» Your assignment
Output exactly the lines from the one containing "Task: place one keypoint per instance of the white sea" to the last line of the material, inclusive, and nothing more.

- Opening Delimiter -

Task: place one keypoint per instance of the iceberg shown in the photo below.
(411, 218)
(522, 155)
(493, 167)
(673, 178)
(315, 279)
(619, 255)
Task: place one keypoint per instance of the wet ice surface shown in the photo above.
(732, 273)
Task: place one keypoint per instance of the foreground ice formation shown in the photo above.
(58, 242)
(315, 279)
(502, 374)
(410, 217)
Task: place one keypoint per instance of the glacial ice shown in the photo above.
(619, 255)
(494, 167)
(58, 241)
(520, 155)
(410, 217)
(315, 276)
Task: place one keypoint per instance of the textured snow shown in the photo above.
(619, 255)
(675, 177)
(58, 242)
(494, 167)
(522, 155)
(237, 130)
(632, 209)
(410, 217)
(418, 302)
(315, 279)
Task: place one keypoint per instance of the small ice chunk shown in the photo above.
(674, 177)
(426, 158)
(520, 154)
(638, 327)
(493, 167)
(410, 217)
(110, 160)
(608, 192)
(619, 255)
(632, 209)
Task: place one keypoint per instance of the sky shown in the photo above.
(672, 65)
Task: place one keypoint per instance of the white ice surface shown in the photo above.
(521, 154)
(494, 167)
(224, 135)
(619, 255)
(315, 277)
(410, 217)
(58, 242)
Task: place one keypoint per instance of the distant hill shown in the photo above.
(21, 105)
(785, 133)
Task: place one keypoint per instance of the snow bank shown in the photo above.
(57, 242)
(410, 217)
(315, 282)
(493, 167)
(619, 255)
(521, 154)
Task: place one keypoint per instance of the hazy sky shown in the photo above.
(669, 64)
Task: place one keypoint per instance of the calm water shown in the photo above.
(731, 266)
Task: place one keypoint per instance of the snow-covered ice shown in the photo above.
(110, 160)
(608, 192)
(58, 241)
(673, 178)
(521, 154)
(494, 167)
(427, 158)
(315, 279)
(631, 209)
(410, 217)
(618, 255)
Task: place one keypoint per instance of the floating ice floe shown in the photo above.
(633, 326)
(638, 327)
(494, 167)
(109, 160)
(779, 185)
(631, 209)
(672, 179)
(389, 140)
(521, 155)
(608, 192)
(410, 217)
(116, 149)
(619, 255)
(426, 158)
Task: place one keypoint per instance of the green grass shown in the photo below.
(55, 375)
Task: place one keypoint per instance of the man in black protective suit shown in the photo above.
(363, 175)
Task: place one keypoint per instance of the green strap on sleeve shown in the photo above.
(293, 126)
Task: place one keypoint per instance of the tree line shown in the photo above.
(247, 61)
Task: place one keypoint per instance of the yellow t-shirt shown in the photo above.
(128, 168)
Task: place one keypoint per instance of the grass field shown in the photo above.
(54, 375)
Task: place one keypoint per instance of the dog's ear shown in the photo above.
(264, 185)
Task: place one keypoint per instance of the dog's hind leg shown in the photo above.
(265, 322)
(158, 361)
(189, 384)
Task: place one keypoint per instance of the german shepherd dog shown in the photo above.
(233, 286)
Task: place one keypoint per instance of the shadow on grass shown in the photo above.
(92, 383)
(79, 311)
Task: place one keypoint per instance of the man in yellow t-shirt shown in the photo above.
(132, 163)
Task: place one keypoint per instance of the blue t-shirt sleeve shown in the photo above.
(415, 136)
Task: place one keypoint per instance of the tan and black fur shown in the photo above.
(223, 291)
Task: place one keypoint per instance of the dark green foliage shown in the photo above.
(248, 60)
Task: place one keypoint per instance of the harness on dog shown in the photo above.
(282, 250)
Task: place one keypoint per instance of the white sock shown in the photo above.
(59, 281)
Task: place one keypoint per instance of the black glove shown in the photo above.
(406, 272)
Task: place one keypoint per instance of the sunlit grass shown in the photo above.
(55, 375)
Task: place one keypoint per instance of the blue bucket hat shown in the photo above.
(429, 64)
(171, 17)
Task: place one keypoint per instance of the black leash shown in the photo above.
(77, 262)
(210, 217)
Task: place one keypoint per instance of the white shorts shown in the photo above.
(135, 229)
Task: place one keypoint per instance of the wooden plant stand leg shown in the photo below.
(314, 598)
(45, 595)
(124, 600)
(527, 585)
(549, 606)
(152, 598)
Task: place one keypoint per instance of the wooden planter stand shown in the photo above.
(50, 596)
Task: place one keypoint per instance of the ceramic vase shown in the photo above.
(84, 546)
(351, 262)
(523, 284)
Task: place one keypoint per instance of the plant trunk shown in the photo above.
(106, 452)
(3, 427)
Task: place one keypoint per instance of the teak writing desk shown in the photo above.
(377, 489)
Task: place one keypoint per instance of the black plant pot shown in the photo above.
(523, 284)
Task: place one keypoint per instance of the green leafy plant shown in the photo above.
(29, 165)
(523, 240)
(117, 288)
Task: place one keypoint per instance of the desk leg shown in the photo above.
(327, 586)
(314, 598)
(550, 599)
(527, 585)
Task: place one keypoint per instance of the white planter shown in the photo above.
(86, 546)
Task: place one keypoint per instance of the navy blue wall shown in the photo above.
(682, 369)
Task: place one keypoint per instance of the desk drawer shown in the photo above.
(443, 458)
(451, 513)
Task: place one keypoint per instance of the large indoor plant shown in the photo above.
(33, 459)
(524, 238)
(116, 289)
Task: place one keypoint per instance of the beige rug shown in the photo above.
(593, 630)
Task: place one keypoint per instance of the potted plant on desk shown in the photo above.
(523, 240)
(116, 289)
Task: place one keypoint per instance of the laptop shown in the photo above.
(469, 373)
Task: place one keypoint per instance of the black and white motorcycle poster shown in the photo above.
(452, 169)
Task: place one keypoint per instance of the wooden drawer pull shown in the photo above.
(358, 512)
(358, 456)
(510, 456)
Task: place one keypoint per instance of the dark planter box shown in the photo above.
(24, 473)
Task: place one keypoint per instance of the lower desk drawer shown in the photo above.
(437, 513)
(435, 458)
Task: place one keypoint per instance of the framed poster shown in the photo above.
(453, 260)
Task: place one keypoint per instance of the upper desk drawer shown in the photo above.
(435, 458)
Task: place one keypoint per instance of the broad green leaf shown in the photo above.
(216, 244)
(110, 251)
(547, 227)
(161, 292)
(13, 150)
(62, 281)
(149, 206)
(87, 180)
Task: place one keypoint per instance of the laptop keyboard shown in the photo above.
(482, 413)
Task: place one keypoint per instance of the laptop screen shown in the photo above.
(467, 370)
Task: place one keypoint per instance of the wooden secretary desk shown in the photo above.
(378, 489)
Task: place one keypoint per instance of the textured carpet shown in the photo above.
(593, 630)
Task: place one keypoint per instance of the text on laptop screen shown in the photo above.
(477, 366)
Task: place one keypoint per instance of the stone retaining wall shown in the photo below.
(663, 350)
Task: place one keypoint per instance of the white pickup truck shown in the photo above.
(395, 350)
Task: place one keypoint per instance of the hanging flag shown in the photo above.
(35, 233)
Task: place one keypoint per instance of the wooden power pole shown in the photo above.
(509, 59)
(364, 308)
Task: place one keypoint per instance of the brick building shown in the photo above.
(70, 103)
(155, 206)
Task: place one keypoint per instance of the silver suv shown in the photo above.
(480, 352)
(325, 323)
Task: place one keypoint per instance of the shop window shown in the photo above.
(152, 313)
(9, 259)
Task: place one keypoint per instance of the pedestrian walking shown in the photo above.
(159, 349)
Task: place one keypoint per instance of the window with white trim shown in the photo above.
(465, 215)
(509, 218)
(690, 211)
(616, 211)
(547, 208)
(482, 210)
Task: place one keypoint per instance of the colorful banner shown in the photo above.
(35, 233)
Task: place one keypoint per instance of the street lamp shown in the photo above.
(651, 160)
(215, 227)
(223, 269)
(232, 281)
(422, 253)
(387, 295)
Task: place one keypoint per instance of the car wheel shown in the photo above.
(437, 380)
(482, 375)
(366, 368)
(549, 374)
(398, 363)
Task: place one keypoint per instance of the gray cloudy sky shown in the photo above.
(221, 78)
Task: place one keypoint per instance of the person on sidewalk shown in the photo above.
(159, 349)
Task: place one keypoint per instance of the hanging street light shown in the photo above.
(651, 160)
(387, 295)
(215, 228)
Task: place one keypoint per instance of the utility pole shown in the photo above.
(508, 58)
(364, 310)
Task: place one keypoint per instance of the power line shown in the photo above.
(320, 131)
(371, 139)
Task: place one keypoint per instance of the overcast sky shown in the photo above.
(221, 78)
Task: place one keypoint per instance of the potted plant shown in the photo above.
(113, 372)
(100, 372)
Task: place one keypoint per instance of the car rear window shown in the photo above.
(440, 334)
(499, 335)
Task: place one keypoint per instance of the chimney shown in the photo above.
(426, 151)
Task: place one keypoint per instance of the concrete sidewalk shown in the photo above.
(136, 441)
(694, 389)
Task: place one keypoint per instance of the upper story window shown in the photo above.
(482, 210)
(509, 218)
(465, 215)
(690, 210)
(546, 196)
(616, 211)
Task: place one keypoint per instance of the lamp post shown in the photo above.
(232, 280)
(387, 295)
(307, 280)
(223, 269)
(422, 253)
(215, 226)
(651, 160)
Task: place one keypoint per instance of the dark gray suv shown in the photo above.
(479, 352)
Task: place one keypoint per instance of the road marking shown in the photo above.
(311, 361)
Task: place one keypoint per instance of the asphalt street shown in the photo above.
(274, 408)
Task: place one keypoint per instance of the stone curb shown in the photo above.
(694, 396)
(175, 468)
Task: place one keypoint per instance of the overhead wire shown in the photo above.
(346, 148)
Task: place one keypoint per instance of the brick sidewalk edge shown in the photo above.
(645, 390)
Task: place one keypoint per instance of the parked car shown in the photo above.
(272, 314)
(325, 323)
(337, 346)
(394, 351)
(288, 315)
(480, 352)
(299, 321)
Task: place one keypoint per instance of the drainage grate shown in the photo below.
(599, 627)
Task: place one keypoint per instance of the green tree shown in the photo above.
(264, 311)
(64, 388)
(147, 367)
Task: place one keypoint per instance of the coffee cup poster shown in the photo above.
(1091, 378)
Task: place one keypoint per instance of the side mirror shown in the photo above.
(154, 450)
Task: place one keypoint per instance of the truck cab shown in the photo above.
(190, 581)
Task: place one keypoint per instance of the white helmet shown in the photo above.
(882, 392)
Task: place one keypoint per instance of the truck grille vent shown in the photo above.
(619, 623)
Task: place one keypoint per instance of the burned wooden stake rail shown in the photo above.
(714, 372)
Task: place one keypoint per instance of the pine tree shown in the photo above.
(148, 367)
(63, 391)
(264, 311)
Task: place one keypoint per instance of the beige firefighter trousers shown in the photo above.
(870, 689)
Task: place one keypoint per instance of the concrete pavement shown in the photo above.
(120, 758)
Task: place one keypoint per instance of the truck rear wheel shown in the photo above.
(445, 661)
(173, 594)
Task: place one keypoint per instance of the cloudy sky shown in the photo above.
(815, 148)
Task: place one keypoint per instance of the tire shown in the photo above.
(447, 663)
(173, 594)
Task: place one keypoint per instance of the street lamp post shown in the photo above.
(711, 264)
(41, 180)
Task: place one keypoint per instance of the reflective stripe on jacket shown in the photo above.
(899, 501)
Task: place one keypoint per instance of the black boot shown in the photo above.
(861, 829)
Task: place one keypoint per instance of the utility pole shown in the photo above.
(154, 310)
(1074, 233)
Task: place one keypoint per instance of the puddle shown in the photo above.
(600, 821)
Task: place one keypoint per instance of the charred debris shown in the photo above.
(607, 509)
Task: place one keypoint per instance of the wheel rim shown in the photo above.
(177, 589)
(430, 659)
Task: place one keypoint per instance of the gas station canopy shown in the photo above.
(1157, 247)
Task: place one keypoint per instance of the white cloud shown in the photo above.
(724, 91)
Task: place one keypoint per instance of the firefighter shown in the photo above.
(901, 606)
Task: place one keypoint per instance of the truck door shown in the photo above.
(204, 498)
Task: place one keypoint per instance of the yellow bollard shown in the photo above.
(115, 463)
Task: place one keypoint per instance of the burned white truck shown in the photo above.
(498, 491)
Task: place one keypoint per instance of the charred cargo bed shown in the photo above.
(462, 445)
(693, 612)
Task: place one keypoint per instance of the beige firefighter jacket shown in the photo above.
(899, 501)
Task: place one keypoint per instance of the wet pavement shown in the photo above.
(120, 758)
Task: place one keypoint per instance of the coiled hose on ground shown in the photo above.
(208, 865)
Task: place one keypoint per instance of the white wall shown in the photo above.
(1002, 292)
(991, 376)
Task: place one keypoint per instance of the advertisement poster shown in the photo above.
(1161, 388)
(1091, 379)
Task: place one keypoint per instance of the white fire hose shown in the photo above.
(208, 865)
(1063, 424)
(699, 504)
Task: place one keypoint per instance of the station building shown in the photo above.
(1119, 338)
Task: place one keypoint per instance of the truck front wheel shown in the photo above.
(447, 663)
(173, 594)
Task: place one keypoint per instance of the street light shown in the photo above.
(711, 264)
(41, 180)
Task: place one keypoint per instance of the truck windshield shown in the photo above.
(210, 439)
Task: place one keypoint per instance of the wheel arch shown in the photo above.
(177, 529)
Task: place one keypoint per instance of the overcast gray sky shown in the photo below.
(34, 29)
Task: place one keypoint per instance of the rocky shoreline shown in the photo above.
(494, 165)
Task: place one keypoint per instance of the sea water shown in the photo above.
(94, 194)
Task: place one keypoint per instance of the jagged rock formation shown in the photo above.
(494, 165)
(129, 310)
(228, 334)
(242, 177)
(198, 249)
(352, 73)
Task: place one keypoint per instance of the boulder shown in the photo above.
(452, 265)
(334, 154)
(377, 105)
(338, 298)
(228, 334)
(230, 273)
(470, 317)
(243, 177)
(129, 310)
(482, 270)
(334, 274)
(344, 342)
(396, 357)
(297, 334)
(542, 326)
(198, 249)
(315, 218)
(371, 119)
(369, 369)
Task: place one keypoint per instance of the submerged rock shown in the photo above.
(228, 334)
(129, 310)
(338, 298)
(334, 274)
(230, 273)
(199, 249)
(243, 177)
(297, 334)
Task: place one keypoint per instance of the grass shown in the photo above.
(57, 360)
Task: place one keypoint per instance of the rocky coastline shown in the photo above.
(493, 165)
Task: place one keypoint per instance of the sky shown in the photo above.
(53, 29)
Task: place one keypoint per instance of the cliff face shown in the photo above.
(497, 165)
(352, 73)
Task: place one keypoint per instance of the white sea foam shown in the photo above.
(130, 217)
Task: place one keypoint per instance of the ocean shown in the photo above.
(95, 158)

- Closing Delimiter -

» Solution to the exercise
Task: place one keypoint per instance of the white sea foam shown in the photo above.
(130, 217)
Task: place one keypoint per instance of the ocean shown in the photo above.
(95, 158)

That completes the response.